** START EXTRACT PROVIDED **

GeForce FX

From Free net encyclopedia

(Difference between revisions)

Current revision

Image:NVIDIA GeFORCE-FX logo.png Image:NVidia Dawn.jpg

The GeForce FX (codenamed NV30) is a graphics card in the GeForce line, from the manufacturer NVIDIA.


Contents

Overview

NVIDIA's GeForce FX series is the fifth generation in the GeForce line. With GeForce 3, NVIDIA introduced programmable shader units into their 3D rendering capabilities, in line with the release of Microsoft's DirectX 8.0 release. With real-time 3D graphics technology continually advancing, the release of DirectX 9.0 ushered in a further refinement of programmable pipeline technology with the arrival of Shader Model 2.0. The GeForce FX series brings to the table NVIDIA's first generation of Shader Model 2 hardware support. The architecture was a major departure from the GeForce 4 series.

While it is the fifth major revision in the series of GeForce graphics cards, it wasn't marketed as a GeForce 5. The FX ("effects") in the name was decided on to illustrate the power of the latest design's major improvements and new features, and to virtually distinguish the FX series as something greater than a revision of earlier designs. The FX in the name also was used to market the fact that the GeForce FX was the first GPU to be a combined effort from the previously acquired 3DFX engineers and NVIDIA's own engineers. NVIDIA's intention was to underline the extended capability for cinema-like effects using the card's numerous new shader units.

The FX features DDR, DDR-II or GDDR-3 memory, a 130 nm fabrication process, and Shader Model 2.0/2.0A compliant vertex and pixel shaders. The FX series is fully compliant and compatible with DirectX 9.0b. The GeForce FX also included an improved VPE (Video Processing Engine), which was first deployed in the GeForce4 MX. Its main upgrade was per pixel video-deinterlacing — a feature first offered in ATI's Radeon, but seeing little use until the maturation of Microsoft's DirectX-VA and VMR (video mixing renderer) APIs. Among other features was an improved anisotropic filtering algorithm which was not angle-dependant (unlike its competitor, the Radeon 9700/9800 series) and offered better quality, but affected performance somewhat. Though NVIDIA reduced the filtering quality in the drivers for a while, the company eventually got the quality up again, and this feature remains one of the highest points of the GeForce FX family to date (However, this method of anisotropic filtering was dropped by NVIDIA with the GeForce 6 series for performance reasons).

The seemingly-last model (by late 2005), GeForce FX 5950 Ultra, is comparable to competitor ATI Technologies's Radeon 9800 XT.

The advertising campaign for the GeForce FX featured the Dawn fairy demo, which was the work of several veterans from the computer animation Final Fantasy: The Spirits Within. NVIDIA touted it as "The Dawn of Cinematic Computing", while critics noted that this was the strongest case of using sex appeal in order to sell graphics cards yet. It is still probably the best-known of the NVIDIA Demos.

** END EXTRACT PROVIDED **

## CHALLENGE 1
Rewrite the rows from the line containing "Pick out every instance of the fish mouth" through the end of the rows, replacing "fish mouth" with "fish jaw" and leaving everything else unchanged.
The rows that follow are unrelated to the GeForce FX article.

** START GIVEN ENTRIES **

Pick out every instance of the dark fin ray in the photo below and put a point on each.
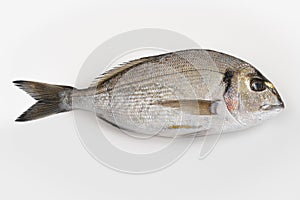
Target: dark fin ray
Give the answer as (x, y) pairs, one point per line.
(51, 99)
(194, 107)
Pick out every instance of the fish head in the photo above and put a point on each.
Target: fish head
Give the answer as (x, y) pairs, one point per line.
(252, 98)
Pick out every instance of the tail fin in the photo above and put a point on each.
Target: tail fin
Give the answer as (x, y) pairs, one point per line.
(51, 99)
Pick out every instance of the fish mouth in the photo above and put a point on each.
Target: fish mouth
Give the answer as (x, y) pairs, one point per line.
(276, 107)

** END GIVEN ENTRIES **

## CHALLENGE 2
Does each statement agree with the GeForce FX article? (a) The GeForce FX was marketed as a GeForce 5. (b) The FX series uses a 130 nm fabrication process. (c) The GeForce FX was codenamed NV30.

## OUTPUT 1
Pick out every instance of the fish jaw in the photo above and put a point on each.
Target: fish jaw
Give the answer as (x, y) pairs, one point per line.
(276, 107)

## OUTPUT 2
(a) No: "it wasn't marketed as a GeForce 5."
(b) Yes: "a 130 nm fabrication process"
(c) Yes: "The GeForce FX (codenamed NV30)"